• [TASK STATEMENT]: Rescale the data from the line with "Detect rocky cliff" to the line with "Detect cliff in", both included, and give only those lines again, requests and all. Multiply every pixel coordinate in the answers by 0.9, rounding to whole numbers with halves rounded up.

• [RECORDS PROVIDED]:
· · ·
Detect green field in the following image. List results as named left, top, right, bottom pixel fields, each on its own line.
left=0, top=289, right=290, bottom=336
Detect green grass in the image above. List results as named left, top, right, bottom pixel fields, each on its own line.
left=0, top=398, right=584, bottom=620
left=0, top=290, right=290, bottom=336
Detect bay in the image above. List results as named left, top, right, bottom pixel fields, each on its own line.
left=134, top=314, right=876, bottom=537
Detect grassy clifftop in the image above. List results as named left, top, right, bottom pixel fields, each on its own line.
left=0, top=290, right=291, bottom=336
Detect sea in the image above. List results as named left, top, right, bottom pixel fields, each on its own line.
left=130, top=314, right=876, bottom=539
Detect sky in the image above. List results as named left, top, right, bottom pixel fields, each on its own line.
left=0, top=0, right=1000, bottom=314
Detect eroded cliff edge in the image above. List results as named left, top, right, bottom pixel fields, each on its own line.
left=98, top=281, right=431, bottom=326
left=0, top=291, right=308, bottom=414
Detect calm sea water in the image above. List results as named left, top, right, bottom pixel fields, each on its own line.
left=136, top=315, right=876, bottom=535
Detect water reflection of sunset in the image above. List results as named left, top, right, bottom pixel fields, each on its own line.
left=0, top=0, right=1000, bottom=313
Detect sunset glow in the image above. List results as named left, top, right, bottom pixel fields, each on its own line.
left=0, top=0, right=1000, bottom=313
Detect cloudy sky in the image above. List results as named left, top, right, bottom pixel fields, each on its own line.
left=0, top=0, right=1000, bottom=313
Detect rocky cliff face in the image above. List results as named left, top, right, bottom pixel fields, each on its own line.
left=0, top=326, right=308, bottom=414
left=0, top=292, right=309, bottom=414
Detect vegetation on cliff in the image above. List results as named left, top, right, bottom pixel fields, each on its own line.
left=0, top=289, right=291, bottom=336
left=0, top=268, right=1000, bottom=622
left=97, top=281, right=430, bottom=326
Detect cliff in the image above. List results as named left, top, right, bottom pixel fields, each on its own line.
· · ·
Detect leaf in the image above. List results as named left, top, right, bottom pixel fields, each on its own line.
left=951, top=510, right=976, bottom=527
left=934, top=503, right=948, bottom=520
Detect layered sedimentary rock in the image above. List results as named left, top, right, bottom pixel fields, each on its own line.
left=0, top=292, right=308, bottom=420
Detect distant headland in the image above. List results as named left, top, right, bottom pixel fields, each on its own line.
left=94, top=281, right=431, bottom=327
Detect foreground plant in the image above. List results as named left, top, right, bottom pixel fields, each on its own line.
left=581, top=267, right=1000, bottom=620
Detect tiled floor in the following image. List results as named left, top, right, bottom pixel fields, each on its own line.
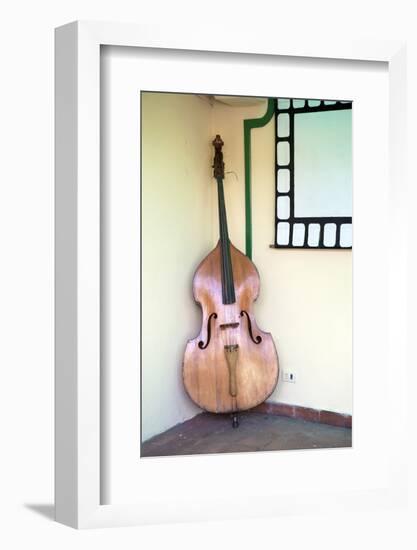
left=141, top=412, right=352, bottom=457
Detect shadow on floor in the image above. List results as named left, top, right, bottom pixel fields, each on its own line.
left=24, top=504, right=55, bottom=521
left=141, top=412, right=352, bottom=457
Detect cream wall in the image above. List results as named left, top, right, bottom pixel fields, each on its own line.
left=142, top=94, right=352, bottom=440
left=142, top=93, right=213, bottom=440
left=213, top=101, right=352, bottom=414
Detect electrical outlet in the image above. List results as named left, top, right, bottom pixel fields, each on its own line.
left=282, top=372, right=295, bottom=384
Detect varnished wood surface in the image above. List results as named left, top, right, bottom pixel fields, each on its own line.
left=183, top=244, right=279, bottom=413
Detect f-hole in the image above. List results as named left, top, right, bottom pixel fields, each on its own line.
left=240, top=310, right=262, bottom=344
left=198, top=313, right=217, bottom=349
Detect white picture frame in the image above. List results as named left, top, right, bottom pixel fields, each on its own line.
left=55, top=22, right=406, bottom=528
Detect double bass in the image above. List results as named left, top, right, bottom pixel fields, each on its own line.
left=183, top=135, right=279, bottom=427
· · ·
• [ANSWER IN FULL]:
Detect rocky cliff face in the image above. List results as named left, top, right, bottom pixel fields, each on its own line.
left=0, top=293, right=277, bottom=373
left=0, top=263, right=278, bottom=373
Detect vegetation on cliff in the image above. List results as named left, top, right, bottom pixel fields, each on its own line.
left=0, top=260, right=262, bottom=302
left=0, top=241, right=900, bottom=560
left=87, top=253, right=387, bottom=293
Detect cliff in the image above. List results as named left, top, right, bottom pixel fields, each on its own line.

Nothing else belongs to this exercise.